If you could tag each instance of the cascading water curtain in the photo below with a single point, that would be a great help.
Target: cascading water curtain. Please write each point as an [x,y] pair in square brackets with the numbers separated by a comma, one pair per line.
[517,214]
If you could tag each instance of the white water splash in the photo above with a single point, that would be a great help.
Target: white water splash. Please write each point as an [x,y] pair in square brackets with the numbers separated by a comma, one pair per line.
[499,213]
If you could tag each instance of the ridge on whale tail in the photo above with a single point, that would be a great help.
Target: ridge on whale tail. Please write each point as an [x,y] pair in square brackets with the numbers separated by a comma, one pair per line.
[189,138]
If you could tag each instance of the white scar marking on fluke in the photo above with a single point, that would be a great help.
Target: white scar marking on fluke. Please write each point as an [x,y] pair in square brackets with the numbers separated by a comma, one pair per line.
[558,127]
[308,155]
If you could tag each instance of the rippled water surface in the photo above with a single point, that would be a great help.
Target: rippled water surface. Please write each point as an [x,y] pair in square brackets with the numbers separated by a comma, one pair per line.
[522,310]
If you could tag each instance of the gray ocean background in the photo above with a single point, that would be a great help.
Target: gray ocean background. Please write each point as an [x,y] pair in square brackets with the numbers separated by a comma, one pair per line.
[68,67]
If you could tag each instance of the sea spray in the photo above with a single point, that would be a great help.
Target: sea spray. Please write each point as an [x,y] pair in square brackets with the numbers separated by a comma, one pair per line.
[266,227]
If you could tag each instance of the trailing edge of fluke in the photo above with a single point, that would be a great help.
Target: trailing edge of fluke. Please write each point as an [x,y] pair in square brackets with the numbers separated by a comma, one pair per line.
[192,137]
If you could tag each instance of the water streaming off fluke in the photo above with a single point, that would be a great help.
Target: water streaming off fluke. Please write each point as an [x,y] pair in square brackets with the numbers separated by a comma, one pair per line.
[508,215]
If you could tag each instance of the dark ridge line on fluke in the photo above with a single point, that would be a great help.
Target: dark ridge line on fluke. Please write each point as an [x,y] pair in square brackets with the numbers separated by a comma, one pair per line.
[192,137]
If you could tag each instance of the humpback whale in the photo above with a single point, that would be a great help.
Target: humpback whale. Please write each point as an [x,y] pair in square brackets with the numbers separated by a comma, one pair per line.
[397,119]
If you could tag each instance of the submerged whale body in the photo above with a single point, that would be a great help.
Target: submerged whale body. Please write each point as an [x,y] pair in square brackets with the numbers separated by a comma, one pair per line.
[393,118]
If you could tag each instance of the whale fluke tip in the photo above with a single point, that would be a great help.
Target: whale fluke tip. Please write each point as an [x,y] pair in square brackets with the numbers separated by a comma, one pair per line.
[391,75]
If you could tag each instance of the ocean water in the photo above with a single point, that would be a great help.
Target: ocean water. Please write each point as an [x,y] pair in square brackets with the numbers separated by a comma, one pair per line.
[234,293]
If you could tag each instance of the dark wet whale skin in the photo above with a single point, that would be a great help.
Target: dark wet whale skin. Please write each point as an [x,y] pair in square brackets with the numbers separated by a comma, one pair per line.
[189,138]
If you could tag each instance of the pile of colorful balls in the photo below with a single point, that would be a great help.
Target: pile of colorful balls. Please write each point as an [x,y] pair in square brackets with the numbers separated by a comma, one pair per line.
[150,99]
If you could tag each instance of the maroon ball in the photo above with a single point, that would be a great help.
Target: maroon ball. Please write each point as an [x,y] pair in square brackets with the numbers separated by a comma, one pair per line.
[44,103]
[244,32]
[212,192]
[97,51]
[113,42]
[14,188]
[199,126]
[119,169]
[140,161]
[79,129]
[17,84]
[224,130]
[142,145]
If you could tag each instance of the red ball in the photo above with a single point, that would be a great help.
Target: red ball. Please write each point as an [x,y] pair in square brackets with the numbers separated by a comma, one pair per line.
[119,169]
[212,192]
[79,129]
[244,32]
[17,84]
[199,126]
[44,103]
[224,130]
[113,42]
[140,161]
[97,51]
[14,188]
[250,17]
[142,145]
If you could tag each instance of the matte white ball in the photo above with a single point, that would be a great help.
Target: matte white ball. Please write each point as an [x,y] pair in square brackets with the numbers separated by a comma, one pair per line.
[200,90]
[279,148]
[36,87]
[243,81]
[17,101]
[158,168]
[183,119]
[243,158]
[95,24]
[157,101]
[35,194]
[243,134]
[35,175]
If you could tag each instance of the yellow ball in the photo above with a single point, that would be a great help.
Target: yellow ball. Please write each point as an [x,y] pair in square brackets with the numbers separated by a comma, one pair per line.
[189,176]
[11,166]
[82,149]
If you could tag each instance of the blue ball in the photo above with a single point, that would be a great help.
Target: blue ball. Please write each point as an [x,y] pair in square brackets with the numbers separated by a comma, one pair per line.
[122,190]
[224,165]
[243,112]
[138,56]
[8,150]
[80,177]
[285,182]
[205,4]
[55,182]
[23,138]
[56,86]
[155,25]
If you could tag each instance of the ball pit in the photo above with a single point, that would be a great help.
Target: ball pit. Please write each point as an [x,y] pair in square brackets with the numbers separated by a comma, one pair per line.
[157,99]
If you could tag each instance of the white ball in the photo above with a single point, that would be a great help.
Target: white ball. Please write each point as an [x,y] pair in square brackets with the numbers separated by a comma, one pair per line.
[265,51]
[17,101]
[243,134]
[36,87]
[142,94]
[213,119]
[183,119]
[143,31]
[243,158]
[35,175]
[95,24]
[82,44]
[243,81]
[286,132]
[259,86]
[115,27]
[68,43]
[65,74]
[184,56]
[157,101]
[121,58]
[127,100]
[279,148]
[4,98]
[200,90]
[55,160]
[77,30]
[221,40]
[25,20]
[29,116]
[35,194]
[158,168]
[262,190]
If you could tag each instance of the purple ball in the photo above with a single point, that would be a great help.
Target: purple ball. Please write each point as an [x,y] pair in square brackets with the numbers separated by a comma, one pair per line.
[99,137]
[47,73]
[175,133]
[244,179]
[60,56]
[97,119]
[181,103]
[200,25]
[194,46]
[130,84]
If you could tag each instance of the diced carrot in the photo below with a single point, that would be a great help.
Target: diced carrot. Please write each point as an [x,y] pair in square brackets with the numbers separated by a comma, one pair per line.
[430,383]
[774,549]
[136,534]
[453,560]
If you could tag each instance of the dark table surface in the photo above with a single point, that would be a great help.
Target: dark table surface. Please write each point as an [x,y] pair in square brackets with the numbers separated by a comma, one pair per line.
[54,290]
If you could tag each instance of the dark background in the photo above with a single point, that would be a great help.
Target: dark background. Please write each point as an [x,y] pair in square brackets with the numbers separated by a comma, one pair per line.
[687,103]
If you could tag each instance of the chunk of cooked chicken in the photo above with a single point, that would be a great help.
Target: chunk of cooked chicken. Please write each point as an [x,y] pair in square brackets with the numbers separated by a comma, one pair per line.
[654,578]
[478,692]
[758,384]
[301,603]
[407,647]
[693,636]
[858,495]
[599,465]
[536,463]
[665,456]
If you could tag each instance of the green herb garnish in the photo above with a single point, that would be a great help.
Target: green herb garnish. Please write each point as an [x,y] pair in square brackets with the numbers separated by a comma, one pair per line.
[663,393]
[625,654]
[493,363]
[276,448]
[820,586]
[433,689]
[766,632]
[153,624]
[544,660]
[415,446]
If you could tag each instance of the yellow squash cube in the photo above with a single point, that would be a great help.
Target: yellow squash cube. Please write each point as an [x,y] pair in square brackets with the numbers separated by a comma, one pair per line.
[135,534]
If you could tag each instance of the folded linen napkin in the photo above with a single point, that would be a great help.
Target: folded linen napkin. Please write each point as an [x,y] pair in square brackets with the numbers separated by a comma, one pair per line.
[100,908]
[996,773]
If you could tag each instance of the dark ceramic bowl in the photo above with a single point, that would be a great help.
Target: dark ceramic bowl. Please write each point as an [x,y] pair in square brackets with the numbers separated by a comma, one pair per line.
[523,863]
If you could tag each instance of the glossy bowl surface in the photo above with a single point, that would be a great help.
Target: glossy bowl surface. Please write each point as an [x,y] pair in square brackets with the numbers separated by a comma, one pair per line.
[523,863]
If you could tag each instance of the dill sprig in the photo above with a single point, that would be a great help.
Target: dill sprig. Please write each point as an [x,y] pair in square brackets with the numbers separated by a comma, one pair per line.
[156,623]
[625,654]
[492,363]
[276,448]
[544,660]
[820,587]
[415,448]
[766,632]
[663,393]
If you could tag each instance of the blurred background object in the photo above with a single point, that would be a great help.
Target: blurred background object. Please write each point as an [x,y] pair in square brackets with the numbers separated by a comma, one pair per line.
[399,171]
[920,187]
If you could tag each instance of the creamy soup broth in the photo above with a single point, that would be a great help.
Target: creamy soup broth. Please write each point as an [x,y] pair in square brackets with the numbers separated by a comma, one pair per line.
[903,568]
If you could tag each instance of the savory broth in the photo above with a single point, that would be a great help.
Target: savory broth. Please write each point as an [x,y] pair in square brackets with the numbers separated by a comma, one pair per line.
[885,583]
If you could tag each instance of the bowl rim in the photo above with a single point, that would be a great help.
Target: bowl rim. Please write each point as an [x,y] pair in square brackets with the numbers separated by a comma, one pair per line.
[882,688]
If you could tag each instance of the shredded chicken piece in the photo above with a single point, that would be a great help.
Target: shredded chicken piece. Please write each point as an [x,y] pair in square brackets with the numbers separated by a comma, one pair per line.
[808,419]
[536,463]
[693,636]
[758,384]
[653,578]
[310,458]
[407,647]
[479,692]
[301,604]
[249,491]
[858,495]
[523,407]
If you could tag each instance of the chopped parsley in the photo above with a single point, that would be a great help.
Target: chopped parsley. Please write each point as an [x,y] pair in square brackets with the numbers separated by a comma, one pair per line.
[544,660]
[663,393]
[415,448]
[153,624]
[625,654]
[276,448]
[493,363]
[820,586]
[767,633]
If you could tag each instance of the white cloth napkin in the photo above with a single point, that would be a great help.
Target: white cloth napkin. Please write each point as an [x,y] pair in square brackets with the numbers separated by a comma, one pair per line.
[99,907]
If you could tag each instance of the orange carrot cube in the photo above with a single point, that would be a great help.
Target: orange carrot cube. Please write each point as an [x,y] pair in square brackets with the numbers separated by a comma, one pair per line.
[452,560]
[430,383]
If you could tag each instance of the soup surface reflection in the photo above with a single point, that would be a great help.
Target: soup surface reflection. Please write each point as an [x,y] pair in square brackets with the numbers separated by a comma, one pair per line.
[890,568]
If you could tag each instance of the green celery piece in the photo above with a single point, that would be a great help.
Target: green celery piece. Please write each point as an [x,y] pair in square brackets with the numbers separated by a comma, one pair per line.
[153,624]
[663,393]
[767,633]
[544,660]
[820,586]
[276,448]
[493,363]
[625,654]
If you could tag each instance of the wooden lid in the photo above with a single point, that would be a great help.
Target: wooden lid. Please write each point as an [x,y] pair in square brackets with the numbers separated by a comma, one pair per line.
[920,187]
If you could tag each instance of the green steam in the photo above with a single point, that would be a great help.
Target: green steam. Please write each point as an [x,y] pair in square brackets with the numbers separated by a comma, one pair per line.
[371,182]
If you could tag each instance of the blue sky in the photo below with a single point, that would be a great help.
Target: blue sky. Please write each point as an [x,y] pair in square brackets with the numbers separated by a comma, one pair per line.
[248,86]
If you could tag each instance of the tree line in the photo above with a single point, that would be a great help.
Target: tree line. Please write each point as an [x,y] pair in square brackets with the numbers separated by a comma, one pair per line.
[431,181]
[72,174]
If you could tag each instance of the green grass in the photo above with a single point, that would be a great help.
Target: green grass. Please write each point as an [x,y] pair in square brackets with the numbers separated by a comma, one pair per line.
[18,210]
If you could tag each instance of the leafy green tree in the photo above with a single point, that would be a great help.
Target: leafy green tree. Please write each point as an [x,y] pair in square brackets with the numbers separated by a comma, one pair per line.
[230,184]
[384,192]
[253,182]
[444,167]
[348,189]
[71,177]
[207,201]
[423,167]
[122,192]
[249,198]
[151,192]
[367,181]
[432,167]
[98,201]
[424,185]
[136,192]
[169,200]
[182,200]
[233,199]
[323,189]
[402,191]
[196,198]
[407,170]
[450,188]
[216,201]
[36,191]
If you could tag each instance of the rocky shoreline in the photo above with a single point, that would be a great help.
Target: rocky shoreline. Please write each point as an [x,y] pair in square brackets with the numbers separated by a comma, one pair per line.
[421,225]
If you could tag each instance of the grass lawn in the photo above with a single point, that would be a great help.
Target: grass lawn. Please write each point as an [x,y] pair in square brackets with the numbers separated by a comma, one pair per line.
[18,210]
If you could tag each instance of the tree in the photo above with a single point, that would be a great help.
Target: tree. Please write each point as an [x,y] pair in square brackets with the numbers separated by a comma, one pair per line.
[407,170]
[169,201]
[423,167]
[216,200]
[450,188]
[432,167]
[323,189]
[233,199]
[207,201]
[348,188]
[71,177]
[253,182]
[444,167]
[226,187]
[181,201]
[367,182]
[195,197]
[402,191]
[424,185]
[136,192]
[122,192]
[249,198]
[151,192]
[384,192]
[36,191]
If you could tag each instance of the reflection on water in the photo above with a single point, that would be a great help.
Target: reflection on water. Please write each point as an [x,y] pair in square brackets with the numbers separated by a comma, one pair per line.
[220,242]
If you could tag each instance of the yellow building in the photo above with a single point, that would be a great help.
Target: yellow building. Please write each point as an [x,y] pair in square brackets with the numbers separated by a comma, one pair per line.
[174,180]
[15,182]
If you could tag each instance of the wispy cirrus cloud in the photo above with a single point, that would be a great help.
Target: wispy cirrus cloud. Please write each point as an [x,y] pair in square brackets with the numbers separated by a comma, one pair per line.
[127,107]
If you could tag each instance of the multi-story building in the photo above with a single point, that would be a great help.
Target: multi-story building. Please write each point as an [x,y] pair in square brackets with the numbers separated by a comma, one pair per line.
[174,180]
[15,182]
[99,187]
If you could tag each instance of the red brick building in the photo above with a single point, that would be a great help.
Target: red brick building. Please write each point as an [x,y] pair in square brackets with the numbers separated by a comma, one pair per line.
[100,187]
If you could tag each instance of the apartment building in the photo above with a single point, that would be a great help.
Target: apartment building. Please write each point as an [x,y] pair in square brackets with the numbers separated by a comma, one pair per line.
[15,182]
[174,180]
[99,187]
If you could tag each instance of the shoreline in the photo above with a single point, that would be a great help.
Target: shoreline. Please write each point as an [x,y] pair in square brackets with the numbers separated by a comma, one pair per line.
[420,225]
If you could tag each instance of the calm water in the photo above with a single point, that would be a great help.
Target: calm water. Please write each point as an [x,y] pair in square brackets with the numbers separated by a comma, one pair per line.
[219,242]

- WHAT IS NEEDED -
In the entries above, rewrite the lines starting at "If you could tag each instance of the grass" and ending at "Target: grass lawn." as a numbered list, leaving out any blank lines.

- RESPONSE TO THIS TASK -
1. If you could tag each instance of the grass lawn in the photo above with a single point, that would be a great help.
2. Target: grass lawn. Please write each point as an [x,y] pair in square brackets with the numbers separated by a comma, one pair per line.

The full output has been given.